┏━━

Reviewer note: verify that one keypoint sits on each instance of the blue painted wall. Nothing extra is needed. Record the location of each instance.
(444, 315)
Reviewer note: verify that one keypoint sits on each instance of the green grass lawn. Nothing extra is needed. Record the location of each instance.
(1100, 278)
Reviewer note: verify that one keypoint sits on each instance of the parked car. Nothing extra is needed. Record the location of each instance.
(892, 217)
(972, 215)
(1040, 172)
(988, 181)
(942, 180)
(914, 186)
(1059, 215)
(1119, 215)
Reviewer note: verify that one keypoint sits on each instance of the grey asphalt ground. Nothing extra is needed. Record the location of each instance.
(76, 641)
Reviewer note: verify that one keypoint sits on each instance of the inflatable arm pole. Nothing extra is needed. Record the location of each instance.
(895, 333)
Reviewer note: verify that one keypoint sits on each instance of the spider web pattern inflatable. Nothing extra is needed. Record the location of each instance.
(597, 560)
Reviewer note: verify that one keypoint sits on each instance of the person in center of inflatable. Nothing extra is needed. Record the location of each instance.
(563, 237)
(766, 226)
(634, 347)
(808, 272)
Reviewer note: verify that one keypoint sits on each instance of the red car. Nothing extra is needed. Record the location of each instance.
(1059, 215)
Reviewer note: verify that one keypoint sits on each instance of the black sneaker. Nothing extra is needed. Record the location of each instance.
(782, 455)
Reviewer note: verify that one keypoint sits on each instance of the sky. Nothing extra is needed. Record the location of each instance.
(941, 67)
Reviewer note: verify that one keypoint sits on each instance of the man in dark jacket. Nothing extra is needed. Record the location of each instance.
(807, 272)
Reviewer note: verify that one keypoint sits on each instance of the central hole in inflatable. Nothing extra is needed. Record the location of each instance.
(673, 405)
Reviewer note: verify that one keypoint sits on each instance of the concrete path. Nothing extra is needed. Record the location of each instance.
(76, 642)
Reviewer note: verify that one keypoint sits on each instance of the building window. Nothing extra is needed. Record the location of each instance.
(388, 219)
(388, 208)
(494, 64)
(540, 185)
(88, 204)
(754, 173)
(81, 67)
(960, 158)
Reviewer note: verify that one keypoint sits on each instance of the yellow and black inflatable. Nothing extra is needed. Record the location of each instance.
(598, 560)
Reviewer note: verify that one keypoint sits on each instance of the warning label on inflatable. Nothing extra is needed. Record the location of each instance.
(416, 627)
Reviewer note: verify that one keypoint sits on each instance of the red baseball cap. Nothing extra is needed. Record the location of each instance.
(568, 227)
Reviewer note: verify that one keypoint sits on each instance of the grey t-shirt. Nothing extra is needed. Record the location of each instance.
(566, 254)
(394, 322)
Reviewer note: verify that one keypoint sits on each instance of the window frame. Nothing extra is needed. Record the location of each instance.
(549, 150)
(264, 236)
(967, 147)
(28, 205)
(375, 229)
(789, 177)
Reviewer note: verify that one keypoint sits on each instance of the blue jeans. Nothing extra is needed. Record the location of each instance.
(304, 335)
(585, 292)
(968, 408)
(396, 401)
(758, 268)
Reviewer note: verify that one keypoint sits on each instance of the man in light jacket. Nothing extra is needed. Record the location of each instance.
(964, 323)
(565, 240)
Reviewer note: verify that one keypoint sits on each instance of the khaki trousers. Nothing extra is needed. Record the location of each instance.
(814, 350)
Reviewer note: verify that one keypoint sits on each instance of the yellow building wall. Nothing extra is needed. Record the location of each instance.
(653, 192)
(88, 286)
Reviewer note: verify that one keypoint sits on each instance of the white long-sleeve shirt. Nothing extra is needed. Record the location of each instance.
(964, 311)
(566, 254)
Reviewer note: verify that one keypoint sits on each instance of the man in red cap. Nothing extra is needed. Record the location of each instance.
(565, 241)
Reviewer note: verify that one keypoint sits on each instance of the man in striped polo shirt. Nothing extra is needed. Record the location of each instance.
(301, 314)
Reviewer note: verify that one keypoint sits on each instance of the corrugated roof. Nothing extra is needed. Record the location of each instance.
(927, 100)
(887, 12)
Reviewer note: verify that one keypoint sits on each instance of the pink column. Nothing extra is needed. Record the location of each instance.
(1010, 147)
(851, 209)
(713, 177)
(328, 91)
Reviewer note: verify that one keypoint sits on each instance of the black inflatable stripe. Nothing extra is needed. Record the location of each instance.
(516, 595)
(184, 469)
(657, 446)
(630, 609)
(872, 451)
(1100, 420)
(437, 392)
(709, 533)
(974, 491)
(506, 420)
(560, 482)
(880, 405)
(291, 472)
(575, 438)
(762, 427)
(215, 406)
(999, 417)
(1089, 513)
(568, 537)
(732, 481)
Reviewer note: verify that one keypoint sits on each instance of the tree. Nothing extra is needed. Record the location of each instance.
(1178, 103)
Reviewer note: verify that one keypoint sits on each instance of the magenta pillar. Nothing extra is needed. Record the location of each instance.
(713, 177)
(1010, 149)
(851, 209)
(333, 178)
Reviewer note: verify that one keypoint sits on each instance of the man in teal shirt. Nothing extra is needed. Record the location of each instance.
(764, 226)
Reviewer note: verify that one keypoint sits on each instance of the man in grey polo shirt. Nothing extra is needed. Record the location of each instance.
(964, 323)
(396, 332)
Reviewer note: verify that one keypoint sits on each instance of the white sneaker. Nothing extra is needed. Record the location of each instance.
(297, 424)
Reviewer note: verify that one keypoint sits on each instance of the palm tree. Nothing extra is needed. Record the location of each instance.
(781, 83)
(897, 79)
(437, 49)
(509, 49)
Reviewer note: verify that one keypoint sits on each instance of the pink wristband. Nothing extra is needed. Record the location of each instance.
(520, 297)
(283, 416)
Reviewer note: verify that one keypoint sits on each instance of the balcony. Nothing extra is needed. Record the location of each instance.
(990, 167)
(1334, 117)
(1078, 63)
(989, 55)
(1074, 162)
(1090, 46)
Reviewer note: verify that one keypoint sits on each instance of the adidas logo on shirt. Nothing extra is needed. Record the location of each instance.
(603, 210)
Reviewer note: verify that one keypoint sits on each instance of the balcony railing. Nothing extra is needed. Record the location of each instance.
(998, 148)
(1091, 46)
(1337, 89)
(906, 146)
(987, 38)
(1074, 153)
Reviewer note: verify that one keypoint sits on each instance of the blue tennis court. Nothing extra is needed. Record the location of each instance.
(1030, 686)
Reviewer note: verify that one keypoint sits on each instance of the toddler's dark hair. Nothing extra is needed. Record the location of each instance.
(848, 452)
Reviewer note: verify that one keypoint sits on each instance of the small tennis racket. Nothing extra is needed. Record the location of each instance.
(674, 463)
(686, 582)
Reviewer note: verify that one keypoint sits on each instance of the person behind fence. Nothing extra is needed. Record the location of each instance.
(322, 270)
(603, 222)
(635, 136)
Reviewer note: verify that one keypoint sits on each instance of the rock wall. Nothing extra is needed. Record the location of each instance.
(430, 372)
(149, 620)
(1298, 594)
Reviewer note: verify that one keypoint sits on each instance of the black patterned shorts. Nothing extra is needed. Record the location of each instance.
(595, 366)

┗━━

How to complete this task — Each entry is to be output exactly as it was written.

Output below —
Reviewer note: verify that one keypoint sits on each instance of the blue painted wall. Nothing extra is needed. Record the location of each instance.
(444, 315)
Reviewer note: verify that one keypoint sits on each instance of the green grass lawn. Nothing extra is needed. Record the location of each instance.
(1100, 278)
Reviewer note: verify that one keypoint sits on each instance of the parked car. Nothing extra is needed. Record the location of each instance.
(892, 217)
(972, 215)
(1040, 172)
(988, 181)
(942, 180)
(914, 186)
(1059, 215)
(1119, 215)
Reviewer note: verify that one keypoint sits on each instance of the grey asphalt ground. Nothing extra is needed. Record the location of each instance.
(76, 641)
Reviewer note: verify that one keypoint sits on each instance of the inflatable arm pole. Nothing extra is needed. Record the location of each instance.
(895, 333)
Reviewer note: verify that one keypoint sits on each instance of the spider web pattern inflatable. Nothing extra is needed. Record the location of each instance.
(597, 560)
Reviewer note: verify that one keypoint sits on each instance of the person in center of inflatable. Nothing extra is needed. Record the location of each instance.
(563, 237)
(766, 226)
(634, 347)
(808, 272)
Reviewer note: verify that one keypoint sits on each instance of the red car. Nothing extra is needed. Record the location of each instance.
(1059, 215)
Reviewer note: verify that one keypoint sits on each instance of the black sneaker. Nothing extra is needed. Record the location of each instance.
(782, 455)
Reviewer note: verify that one keypoint sits on each instance of the sky. Nothing extra is needed. Record the location of each instance.
(941, 67)
Reviewer note: verify that one keypoint sits on each instance of the man in dark jacket. Nothing extra is needed. Record the location of each instance.
(807, 272)
Reviewer note: verify that one keypoint sits on each instance of the central hole in inflatable. Nothing extra is needed. Record the location of each instance.
(673, 405)
Reviewer note: verify that one keypoint sits on each instance of the concrete path. Nothing extra is needed. Record the location of each instance.
(76, 642)
Reviewer note: verify that one keypoint sits on each instance of the building window. Nothing extra is needed. Record the location of each instance.
(388, 219)
(388, 208)
(494, 64)
(540, 185)
(88, 204)
(754, 173)
(81, 67)
(960, 158)
Reviewer note: verify that one keypoint sits on each instance of the yellow and black inflatable. Nothing extra is needed. Record the location of each instance.
(598, 560)
Reviewer note: verify that one keypoint sits on each instance of the warning label on inflatable. Nothing extra is needed. Record the location of each instance.
(416, 627)
Reviewer note: verify that one keypoint sits on each instance of the red baseball cap. Nothing extra is needed. Record the location of each instance.
(568, 227)
Reviewer note: verify that one keypoint sits on each instance of the grey t-shirt. Nothing extra is needed. Record the location of each instance.
(566, 254)
(394, 322)
Reviewer note: verify that one keypoint sits on each instance of the window frame. Nothing extra is needed. Record the location of each instance.
(549, 150)
(264, 236)
(967, 147)
(28, 205)
(375, 229)
(789, 177)
Reviewer note: verify that one keypoint sits on each instance of the blue jeans. Nothing extra is needed. Record the location of each instance.
(304, 335)
(585, 292)
(968, 408)
(396, 401)
(758, 268)
Reviewer note: verify that one keypoint sits on each instance of the man in light jacket. Nothing extra is needed. Record the location of each instance.
(964, 323)
(565, 240)
Reviewer note: verify that one keypoint sits on each instance of the khaki trousers. Nothing extra is needed. Record the location of each instance.
(814, 350)
Reviewer note: verify that one keypoint sits on each instance of the yellow building wall. Nothing extra is needed. Record the location of each instance.
(653, 192)
(88, 286)
Reviewer note: verify that one keypoint sits on each instance of the white long-sleeve shirt. Nothing extra is needed. Record the location of each instance.
(964, 311)
(566, 254)
Reviewer note: verify that one keypoint sits on each instance of the man in red cap. Nothing extra is needed. Record the location of each instance.
(565, 241)
Reviewer note: verify that one keypoint sits on each instance of the man in striped polo shirt. Nothing extra is needed. Record the location of each instance.
(301, 314)
Reviewer note: verify that one keypoint sits on each instance of the corrugated roof. Nothing extra is needed. Record the location of each instance.
(927, 100)
(887, 12)
Reviewer note: verify that one keypoint sits on each instance of the pink column. Nothing extra is needed. Record the location of each instance.
(1010, 147)
(851, 209)
(713, 177)
(328, 91)
Reviewer note: verify that one keypoint sits on each instance of the black inflatable stripe. Nothing extra is needed. Record the location of each instance.
(516, 595)
(184, 469)
(657, 446)
(630, 609)
(872, 451)
(1100, 420)
(437, 392)
(709, 533)
(974, 491)
(506, 420)
(560, 482)
(880, 405)
(291, 472)
(575, 438)
(762, 427)
(215, 406)
(999, 417)
(1089, 513)
(568, 537)
(732, 481)
Reviewer note: verify that one keypoint sits on each instance of the tree. Nothing extra is needed. Record the location of each instance.
(1178, 103)
Reviewer note: verify that one keypoint sits on each instance of the magenta pillar. Nothing extra is needed. Record the location of each instance.
(713, 177)
(1010, 149)
(851, 209)
(333, 178)
Reviewer note: verify that one keypoint sits on each instance of the man in teal shirt. Nothing extra is needed. Record the location of each instance.
(764, 226)
Reviewer note: verify that one keypoint sits on each instance of the man in grey polo shirt. Nothing extra is needed. Record the location of each instance.
(964, 323)
(396, 332)
Reviewer note: verify that one keypoint sits on each instance of the white sneaker. Nothing extra is needed. Record the location of each instance.
(297, 424)
Reviewer note: verify that one keypoint sits on each instance of the palm tree. Nothing extra is needed. Record the location of each instance.
(781, 83)
(897, 79)
(437, 49)
(509, 49)
Reviewer note: verify that one keypoint sits on each instance of the pink wristband. Nothing extra is needed. Record the location of each instance.
(520, 297)
(283, 416)
Reviewer note: verify that one keypoint sits on each instance of the balcony. Nothing extra is needed. Record the location of each instance.
(990, 167)
(1334, 117)
(1078, 63)
(989, 55)
(1074, 162)
(1090, 46)
Reviewer note: verify that one keypoint sits on each instance of the adidas logo on shirt. Nothing extra is needed. Record the location of each instance.
(603, 210)
Reviewer note: verify that one keypoint sits on each instance of the balcony railing. Nothing extra is needed. Record the location of each instance.
(998, 148)
(1091, 46)
(1337, 89)
(906, 146)
(987, 38)
(1074, 153)
Reviewer note: verify that one keypoint sits on each instance of the blue tennis court. Nothing extra is needed. Record the location of each instance.
(1030, 686)
Reviewer note: verify that one keypoint sits on each instance of the toddler's dark hair. Nothing extra is needed. Record the location of each instance.
(848, 452)
Reviewer note: verify that one keypoint sits on each instance of the small tennis racket. Nothing extra is needed. Record the location of each instance.
(674, 463)
(686, 582)
Reviewer note: verify that one keypoint sits on each instance of the person behind fence. Nothing extra is needed. Record the location of each instance.
(322, 270)
(603, 222)
(635, 136)
Reviewer note: verify that one keypoint sits on each instance of the rock wall. Nothing extra is needed. Record the location of each instance.
(430, 372)
(149, 620)
(1298, 594)
Reviewer note: verify that one keypoint sits on each instance of the black patterned shorts. Nothing extra is needed. Record the location of each instance.
(595, 366)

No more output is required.